» Exercise instructions
Reproduce the entries starting at the line that contains "night sky. Keep to one point per instance." and ending at the line that contains "(1036, 382)", swapping "in this practice" for "in this exercise" and leaving everything else unchanged.

» Data for processing
☆ ☆ ☆ ☆

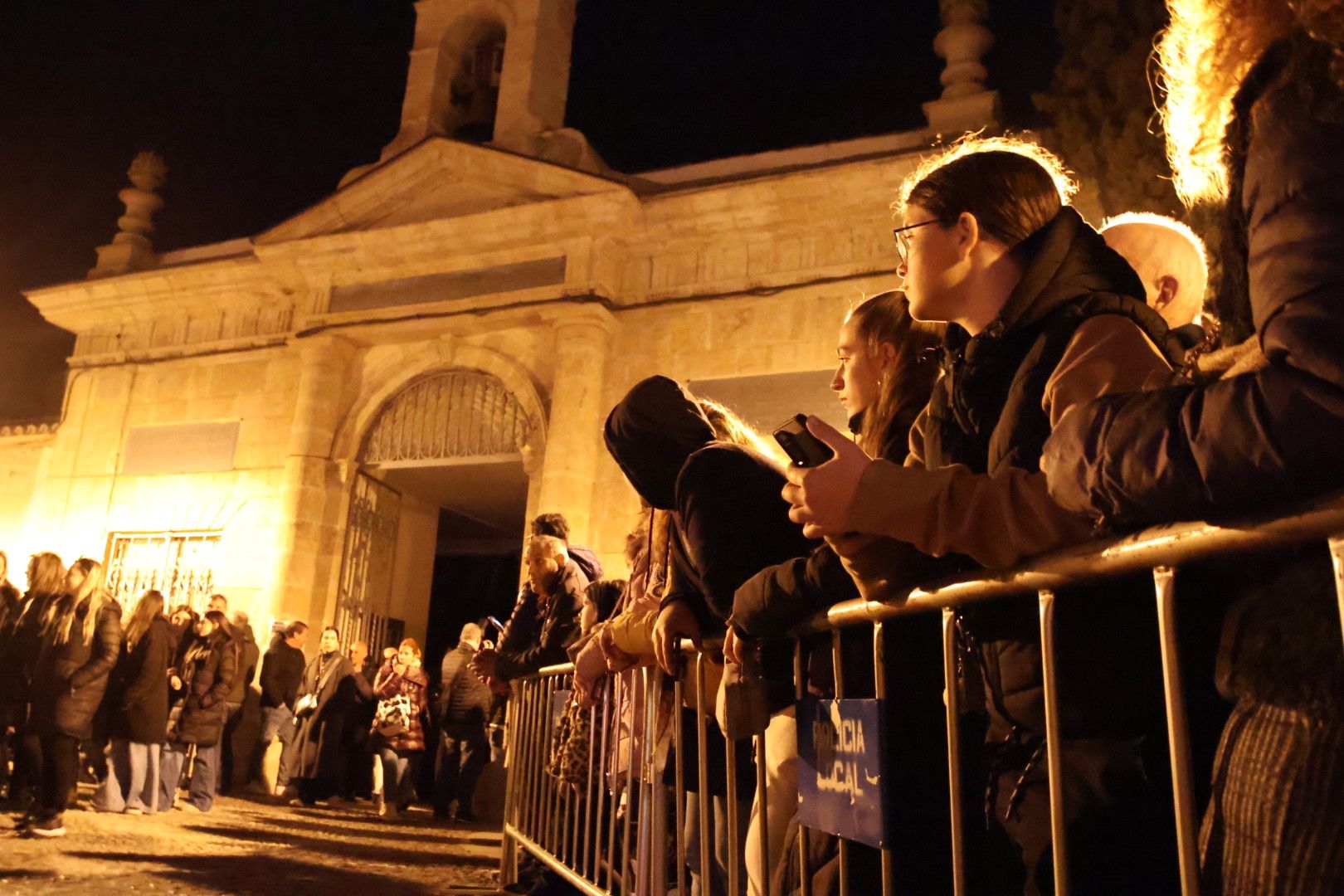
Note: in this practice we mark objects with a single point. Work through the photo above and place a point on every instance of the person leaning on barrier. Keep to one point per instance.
(554, 592)
(555, 525)
(281, 676)
(1045, 317)
(81, 638)
(1255, 119)
(728, 523)
(464, 707)
(884, 381)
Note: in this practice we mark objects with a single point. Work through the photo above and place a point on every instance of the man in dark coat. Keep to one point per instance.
(139, 723)
(554, 592)
(247, 655)
(281, 676)
(464, 705)
(325, 698)
(207, 676)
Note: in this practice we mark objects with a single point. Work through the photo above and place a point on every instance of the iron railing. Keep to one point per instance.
(563, 826)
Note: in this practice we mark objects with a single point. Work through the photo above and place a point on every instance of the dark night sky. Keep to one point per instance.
(261, 105)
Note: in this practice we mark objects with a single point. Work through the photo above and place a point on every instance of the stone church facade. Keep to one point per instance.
(283, 418)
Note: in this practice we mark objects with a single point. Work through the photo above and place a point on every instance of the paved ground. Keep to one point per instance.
(251, 850)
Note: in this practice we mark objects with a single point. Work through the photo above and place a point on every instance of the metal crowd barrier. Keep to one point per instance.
(609, 835)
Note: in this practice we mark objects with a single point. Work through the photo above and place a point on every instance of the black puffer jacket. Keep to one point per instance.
(1274, 434)
(555, 625)
(141, 676)
(207, 674)
(71, 677)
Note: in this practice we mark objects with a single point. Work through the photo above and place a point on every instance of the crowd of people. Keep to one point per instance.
(147, 702)
(1036, 382)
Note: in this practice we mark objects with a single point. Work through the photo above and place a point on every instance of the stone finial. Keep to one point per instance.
(965, 102)
(130, 249)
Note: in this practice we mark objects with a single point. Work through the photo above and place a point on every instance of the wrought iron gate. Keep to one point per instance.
(366, 575)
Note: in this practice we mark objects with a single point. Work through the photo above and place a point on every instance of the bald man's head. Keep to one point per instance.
(1168, 257)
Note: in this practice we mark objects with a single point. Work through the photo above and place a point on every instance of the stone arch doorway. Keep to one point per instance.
(437, 511)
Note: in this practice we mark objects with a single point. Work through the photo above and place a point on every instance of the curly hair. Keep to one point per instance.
(1202, 60)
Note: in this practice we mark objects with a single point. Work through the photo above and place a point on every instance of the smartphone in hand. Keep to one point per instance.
(802, 448)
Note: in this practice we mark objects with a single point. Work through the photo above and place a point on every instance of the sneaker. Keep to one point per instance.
(47, 829)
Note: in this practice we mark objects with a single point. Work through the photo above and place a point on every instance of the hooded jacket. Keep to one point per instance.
(728, 518)
(141, 709)
(1276, 433)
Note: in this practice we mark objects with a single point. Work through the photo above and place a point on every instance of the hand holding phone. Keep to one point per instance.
(802, 448)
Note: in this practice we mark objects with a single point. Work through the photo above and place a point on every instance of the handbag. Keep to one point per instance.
(392, 716)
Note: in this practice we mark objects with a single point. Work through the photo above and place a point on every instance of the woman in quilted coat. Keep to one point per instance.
(398, 733)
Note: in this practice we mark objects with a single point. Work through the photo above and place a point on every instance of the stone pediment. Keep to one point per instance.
(436, 180)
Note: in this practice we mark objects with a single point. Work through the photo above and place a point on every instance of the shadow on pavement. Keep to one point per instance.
(444, 835)
(260, 874)
(350, 850)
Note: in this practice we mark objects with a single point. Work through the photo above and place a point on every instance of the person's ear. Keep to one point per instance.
(886, 356)
(1166, 289)
(968, 234)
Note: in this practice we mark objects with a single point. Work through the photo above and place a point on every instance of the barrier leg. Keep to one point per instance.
(1054, 746)
(1337, 559)
(838, 665)
(1177, 733)
(800, 689)
(951, 699)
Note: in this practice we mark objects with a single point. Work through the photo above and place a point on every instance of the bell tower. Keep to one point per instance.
(494, 71)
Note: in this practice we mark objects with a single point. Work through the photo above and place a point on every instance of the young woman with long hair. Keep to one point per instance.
(17, 660)
(1254, 119)
(1042, 316)
(398, 733)
(81, 640)
(139, 716)
(203, 680)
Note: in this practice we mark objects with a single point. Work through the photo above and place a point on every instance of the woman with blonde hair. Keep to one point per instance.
(139, 713)
(17, 660)
(1254, 119)
(398, 733)
(81, 640)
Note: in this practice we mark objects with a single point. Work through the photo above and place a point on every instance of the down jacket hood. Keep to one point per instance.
(650, 433)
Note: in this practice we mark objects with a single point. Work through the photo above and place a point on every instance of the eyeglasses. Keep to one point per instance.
(903, 238)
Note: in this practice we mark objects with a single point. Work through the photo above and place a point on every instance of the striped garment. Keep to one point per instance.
(1276, 821)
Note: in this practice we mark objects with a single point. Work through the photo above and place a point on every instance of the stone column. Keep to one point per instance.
(309, 480)
(574, 436)
(965, 102)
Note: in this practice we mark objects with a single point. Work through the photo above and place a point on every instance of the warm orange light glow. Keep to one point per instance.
(971, 144)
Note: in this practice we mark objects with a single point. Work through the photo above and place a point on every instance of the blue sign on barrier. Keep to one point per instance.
(840, 768)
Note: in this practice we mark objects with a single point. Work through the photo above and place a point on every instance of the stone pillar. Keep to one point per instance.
(574, 436)
(130, 249)
(309, 480)
(965, 102)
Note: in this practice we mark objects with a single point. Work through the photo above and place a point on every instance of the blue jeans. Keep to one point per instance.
(132, 778)
(202, 791)
(399, 776)
(275, 723)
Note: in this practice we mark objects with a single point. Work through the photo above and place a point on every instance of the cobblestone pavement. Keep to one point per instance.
(251, 850)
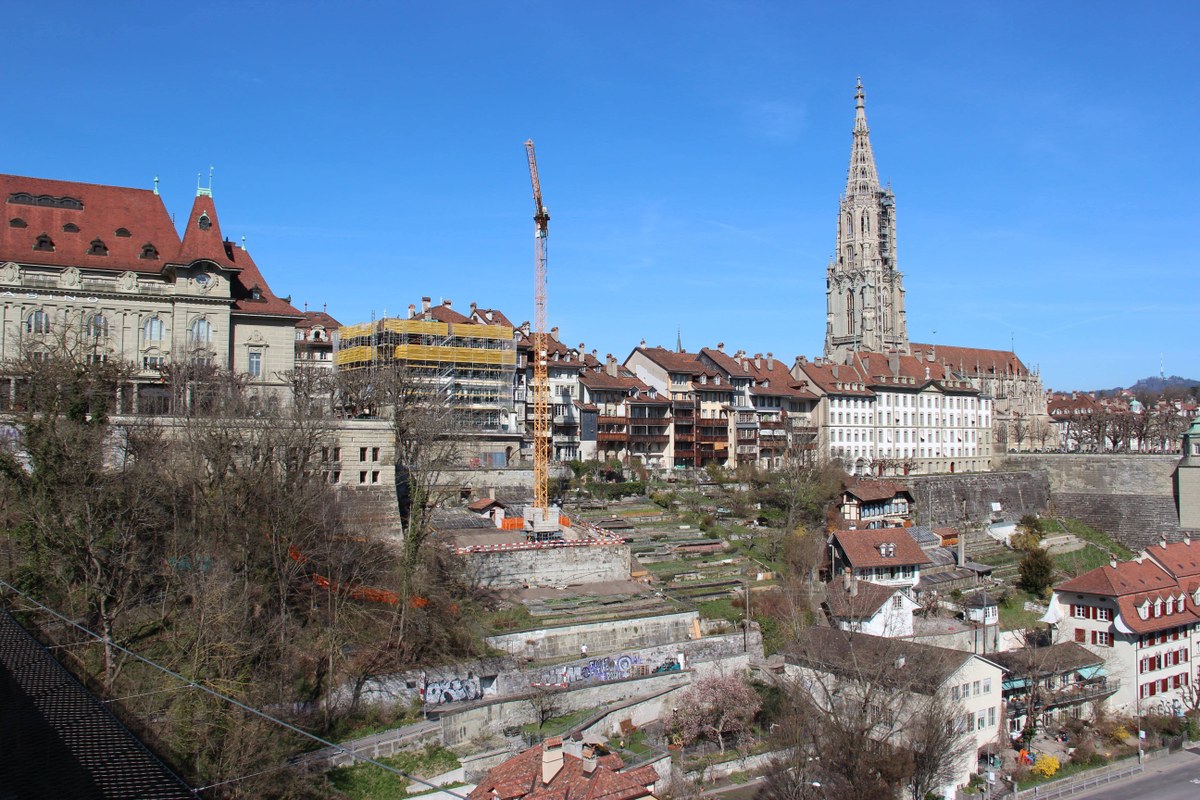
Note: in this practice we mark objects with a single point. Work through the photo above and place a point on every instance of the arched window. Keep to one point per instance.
(96, 328)
(153, 330)
(37, 323)
(201, 332)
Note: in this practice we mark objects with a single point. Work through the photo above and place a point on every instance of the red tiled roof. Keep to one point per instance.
(313, 318)
(672, 361)
(106, 209)
(205, 242)
(837, 379)
(243, 286)
(973, 361)
(520, 779)
(491, 317)
(862, 547)
(1125, 578)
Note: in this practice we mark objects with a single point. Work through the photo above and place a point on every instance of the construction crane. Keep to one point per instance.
(541, 433)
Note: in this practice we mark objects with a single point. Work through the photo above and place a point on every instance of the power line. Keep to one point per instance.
(232, 701)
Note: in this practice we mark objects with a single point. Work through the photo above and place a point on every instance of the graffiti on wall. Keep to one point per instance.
(601, 669)
(453, 690)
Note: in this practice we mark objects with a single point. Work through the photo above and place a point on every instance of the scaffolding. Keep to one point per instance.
(471, 365)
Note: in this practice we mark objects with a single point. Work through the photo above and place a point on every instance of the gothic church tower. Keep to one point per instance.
(864, 292)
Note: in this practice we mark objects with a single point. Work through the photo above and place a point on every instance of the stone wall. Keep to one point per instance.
(551, 566)
(963, 499)
(462, 725)
(1132, 498)
(607, 637)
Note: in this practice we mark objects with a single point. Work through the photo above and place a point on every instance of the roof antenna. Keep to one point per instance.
(199, 190)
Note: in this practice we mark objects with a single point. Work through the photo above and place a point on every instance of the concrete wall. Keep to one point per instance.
(959, 499)
(551, 566)
(462, 725)
(1128, 497)
(564, 642)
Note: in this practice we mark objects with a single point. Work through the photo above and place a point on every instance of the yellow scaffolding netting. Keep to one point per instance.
(438, 354)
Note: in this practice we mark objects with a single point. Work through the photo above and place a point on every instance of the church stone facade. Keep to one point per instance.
(864, 287)
(865, 314)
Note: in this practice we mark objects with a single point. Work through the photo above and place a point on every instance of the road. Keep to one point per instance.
(1175, 777)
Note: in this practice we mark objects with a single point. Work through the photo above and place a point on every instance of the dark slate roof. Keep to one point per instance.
(60, 741)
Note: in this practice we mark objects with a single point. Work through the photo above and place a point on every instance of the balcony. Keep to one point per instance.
(649, 438)
(1080, 692)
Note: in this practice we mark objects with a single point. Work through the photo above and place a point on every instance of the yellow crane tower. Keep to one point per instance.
(541, 433)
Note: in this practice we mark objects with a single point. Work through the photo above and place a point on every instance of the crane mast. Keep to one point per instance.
(541, 432)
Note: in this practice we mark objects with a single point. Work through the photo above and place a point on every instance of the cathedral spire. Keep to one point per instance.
(862, 176)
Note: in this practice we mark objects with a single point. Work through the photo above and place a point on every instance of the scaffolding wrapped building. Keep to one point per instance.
(469, 364)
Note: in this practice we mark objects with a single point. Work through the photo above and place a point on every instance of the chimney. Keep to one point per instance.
(551, 759)
(589, 759)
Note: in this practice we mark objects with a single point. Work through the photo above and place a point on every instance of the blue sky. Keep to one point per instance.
(1043, 157)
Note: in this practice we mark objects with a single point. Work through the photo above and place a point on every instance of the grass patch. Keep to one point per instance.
(1013, 615)
(369, 782)
(1080, 561)
(725, 608)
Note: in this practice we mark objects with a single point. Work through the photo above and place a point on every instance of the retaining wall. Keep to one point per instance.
(1132, 498)
(610, 636)
(551, 566)
(965, 499)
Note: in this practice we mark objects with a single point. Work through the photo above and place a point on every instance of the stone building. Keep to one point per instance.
(102, 269)
(864, 287)
(865, 319)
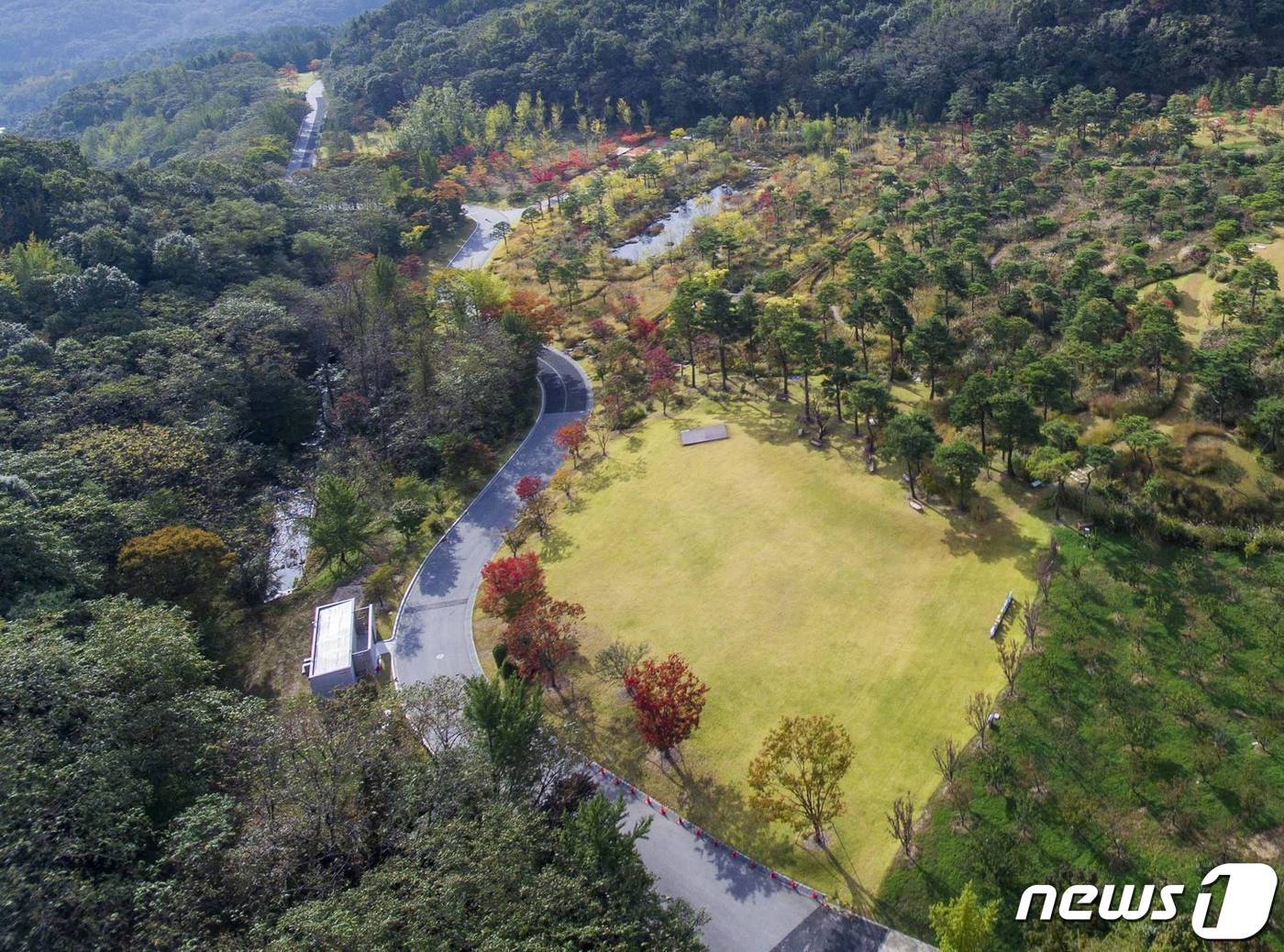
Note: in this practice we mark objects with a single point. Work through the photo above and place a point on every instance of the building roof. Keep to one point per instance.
(333, 634)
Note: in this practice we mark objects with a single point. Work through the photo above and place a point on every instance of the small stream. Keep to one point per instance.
(674, 227)
(289, 547)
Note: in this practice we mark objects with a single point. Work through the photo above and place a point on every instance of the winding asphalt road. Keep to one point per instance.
(747, 910)
(304, 154)
(434, 625)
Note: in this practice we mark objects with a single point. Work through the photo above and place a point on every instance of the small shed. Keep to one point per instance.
(703, 435)
(343, 645)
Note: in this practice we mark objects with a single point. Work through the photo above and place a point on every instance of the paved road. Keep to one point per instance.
(434, 625)
(477, 250)
(304, 154)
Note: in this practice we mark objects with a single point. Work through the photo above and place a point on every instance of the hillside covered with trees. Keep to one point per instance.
(692, 60)
(49, 48)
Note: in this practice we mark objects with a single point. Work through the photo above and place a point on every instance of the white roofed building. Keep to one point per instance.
(343, 645)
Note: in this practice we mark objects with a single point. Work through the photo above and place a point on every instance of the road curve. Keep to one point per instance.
(434, 625)
(304, 153)
(747, 910)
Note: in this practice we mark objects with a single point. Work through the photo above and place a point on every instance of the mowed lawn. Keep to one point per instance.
(793, 582)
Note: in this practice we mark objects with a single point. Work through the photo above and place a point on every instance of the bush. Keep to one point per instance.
(632, 415)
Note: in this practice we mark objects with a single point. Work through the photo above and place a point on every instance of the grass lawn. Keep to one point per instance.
(793, 582)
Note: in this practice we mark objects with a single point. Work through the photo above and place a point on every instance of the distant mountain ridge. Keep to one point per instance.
(51, 45)
(695, 58)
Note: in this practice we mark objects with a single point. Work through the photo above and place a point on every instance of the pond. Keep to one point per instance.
(674, 227)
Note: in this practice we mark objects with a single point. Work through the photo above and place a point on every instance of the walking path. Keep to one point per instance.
(304, 154)
(750, 909)
(434, 625)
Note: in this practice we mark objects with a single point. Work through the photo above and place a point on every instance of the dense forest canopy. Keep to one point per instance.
(692, 60)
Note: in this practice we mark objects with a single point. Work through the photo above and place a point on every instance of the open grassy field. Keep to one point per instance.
(793, 582)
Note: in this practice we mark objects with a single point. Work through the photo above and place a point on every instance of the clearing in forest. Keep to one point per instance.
(793, 582)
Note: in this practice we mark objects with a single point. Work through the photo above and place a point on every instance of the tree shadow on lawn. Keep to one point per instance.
(600, 473)
(558, 545)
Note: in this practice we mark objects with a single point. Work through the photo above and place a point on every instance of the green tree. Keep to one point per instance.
(934, 346)
(896, 320)
(911, 438)
(507, 714)
(965, 924)
(1268, 419)
(1052, 465)
(1014, 422)
(960, 464)
(719, 316)
(870, 400)
(971, 404)
(407, 516)
(802, 340)
(796, 776)
(1158, 340)
(1142, 437)
(1255, 276)
(342, 523)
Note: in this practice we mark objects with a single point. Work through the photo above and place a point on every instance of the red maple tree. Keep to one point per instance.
(667, 702)
(509, 583)
(571, 438)
(542, 637)
(528, 487)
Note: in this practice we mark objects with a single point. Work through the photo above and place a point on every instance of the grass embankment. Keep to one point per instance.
(1143, 744)
(793, 582)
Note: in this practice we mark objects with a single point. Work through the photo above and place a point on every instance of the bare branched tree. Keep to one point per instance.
(901, 821)
(1010, 659)
(979, 714)
(946, 756)
(1030, 624)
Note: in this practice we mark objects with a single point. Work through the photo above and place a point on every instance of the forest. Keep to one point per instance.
(693, 60)
(989, 297)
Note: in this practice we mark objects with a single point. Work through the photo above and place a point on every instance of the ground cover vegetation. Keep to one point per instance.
(980, 306)
(55, 47)
(1005, 298)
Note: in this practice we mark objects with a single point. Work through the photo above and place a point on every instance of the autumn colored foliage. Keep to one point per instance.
(510, 583)
(528, 487)
(542, 637)
(667, 701)
(176, 563)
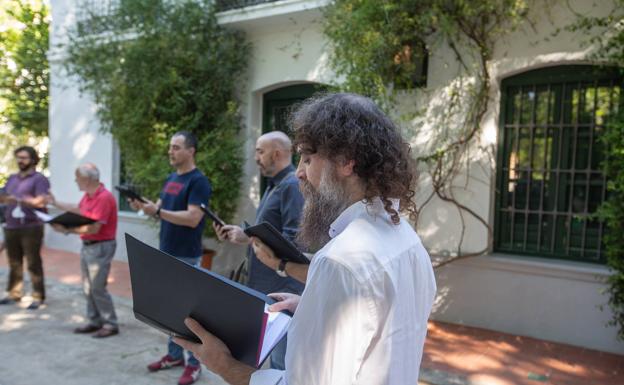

☆ ☆ ☆ ☆

» Output below
Note: in this exercise we mark objects with a single point. Work through the photo above and place a point on every instance of the dark night sky. Keep to one point per instance.
(261, 105)
Note: in this exercise we mark objects with a single point. Work through the photo above and place a point on every instance of the stone church facade. Keep to one point per instance.
(283, 418)
Note: in this exercise we mark objects with a single point. Work through the photo above and place a point on every instance of the paved ground. Keep to one point per instance.
(251, 850)
Note: in this exercise we mark objects with a single point. Work through the photo above and place a point on every instance of the metal crowd barrier. Keep to one point per instance.
(609, 835)
Note: in this exercise we mark objects with a single point. Work through the photo above and place a point on every instance of the black puffer jacket. Keep to one point per instance.
(1274, 434)
(555, 625)
(141, 676)
(207, 674)
(71, 677)
Note: in this exercise we mark objects with a single point. Work through the photo above and place a point on every instance of the crowd of people. Keep to one point per instance.
(147, 702)
(1036, 382)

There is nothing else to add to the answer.